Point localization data
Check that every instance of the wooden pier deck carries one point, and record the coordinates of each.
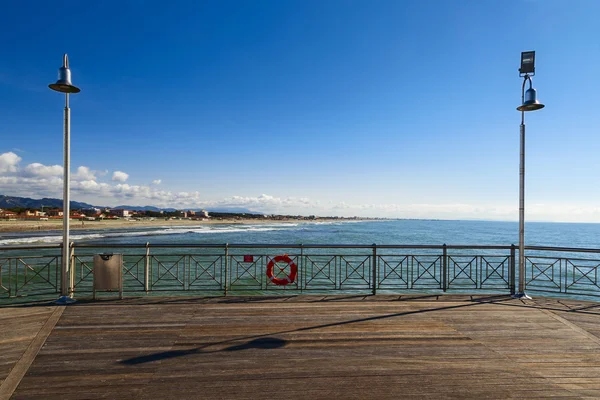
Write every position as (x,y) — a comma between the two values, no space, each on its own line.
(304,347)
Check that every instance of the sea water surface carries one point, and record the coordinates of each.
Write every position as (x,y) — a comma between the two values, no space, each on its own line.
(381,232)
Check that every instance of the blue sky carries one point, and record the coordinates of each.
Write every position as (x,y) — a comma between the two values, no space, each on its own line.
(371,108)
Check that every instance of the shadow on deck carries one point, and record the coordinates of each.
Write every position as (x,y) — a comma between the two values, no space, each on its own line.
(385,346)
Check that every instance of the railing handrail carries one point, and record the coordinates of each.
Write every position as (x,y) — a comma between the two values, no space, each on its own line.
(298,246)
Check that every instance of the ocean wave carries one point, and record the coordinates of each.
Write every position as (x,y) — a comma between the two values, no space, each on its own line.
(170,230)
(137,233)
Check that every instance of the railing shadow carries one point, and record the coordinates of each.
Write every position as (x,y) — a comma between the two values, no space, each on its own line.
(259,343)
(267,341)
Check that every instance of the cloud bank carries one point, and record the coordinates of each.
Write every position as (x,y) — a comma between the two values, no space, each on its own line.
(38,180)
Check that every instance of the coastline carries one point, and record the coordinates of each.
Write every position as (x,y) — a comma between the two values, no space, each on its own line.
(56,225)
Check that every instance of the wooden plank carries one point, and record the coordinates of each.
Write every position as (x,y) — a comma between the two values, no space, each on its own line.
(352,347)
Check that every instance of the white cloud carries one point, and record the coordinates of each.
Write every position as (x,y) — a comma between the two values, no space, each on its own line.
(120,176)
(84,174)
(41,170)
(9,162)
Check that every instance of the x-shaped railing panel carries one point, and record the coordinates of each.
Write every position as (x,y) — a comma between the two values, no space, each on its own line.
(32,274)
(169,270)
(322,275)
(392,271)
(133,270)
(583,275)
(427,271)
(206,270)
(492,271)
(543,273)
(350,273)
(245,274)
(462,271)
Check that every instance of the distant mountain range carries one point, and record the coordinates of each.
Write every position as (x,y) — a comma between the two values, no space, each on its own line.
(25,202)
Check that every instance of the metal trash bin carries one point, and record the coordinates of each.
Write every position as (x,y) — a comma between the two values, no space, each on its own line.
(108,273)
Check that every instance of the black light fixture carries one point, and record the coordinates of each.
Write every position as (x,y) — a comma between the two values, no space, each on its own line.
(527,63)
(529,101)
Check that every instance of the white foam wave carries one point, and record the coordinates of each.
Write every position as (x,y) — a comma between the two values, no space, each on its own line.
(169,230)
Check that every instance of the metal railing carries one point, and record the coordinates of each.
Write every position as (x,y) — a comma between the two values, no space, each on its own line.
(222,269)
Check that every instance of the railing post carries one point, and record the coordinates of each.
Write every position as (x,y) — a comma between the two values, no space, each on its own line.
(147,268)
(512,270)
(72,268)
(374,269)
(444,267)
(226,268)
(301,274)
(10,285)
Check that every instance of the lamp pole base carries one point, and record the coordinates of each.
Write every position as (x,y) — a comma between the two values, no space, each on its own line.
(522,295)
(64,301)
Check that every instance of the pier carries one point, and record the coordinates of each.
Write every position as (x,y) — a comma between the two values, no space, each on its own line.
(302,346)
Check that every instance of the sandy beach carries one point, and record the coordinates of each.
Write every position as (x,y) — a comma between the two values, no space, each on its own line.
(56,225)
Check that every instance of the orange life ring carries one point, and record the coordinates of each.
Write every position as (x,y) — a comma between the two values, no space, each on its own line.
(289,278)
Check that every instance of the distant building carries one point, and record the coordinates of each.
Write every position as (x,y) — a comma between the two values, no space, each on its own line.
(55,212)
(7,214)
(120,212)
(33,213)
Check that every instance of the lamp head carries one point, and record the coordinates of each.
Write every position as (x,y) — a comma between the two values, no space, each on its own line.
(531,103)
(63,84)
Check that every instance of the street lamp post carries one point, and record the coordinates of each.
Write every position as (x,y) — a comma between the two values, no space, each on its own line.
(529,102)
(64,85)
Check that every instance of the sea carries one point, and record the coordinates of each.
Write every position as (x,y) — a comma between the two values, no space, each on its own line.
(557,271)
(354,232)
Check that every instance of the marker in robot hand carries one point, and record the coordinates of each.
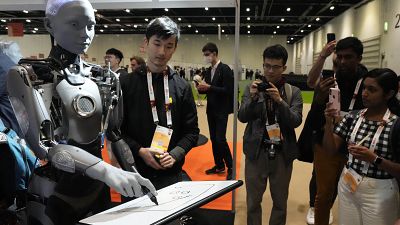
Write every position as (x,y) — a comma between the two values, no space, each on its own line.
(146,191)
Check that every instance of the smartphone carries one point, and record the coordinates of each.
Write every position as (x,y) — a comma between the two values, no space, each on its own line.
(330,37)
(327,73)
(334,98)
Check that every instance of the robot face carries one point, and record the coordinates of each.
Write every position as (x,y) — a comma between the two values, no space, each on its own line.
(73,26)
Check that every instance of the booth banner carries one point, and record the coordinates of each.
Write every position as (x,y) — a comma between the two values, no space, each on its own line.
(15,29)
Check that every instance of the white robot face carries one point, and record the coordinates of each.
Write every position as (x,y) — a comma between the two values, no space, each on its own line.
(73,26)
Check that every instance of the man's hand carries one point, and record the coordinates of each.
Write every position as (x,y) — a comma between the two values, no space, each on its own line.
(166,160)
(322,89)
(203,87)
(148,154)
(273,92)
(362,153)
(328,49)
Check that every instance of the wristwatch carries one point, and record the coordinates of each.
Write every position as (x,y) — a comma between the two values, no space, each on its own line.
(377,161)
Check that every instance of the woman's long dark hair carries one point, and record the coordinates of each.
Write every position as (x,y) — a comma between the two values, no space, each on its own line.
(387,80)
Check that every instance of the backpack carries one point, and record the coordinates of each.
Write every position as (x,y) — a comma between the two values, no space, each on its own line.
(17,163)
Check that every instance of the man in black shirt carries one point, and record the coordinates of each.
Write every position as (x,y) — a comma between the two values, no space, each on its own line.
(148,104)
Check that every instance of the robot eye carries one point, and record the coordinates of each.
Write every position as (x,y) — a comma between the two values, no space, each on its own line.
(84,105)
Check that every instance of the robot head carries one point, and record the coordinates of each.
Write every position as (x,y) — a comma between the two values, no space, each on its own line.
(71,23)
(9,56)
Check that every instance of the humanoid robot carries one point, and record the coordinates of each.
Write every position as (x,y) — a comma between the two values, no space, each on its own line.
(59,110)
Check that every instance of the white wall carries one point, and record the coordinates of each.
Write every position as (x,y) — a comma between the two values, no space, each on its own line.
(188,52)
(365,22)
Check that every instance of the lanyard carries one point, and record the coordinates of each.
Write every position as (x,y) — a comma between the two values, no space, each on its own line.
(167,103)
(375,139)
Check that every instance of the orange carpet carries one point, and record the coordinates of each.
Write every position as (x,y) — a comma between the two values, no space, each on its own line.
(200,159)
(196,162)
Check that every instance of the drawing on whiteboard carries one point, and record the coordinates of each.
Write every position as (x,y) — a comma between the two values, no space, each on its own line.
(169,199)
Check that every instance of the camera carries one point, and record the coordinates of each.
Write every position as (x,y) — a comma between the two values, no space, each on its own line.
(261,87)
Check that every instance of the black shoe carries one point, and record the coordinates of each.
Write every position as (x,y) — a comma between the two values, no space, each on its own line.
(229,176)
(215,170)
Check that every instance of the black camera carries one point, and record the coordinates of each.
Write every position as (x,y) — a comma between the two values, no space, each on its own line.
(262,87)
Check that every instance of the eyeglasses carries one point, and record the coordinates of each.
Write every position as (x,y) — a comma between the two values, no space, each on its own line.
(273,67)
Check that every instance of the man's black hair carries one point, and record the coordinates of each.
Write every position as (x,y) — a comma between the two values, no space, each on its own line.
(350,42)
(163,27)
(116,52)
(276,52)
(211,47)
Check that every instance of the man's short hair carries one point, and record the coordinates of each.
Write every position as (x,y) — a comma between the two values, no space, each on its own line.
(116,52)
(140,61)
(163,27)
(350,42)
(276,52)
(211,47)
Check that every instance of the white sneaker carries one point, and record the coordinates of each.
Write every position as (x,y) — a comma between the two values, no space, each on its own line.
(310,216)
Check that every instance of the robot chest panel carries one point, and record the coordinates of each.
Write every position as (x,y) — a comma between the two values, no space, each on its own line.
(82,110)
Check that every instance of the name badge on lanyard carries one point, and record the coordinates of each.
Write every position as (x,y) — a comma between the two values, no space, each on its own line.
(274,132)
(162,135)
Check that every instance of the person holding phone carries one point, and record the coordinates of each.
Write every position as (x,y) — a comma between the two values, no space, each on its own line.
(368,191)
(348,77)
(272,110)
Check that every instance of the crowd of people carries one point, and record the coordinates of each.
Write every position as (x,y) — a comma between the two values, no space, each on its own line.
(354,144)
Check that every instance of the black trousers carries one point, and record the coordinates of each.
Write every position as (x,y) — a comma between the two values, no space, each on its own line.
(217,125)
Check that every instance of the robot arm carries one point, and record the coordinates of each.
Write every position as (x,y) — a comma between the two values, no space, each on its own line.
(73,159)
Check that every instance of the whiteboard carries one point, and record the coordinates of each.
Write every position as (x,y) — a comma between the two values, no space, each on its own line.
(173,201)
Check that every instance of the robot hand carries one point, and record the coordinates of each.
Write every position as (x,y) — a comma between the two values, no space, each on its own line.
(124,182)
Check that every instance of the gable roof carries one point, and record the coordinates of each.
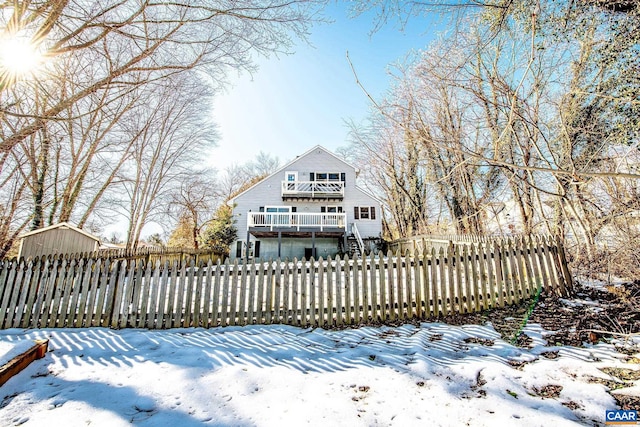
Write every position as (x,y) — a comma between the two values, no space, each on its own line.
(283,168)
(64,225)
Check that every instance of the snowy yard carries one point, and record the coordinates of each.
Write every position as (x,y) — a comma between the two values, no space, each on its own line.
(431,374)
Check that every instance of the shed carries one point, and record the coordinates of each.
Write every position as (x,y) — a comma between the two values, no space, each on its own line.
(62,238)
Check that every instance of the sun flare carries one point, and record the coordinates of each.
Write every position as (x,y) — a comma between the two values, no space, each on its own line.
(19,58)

__Task requirements__
Copy nothing but the lines from the top of the data down to the line containing "Check that every instance of the sea water", and leave the pictures out.

__Answer for this exercise__
Check that every instance of the wooden pier deck carries one point, and record the coordinates of each.
Write every position as (x,y) — a comma between the two values, no space, each on its own line.
(304,347)
Check that every instance of the sea water surface carries one point, and record the coordinates of each.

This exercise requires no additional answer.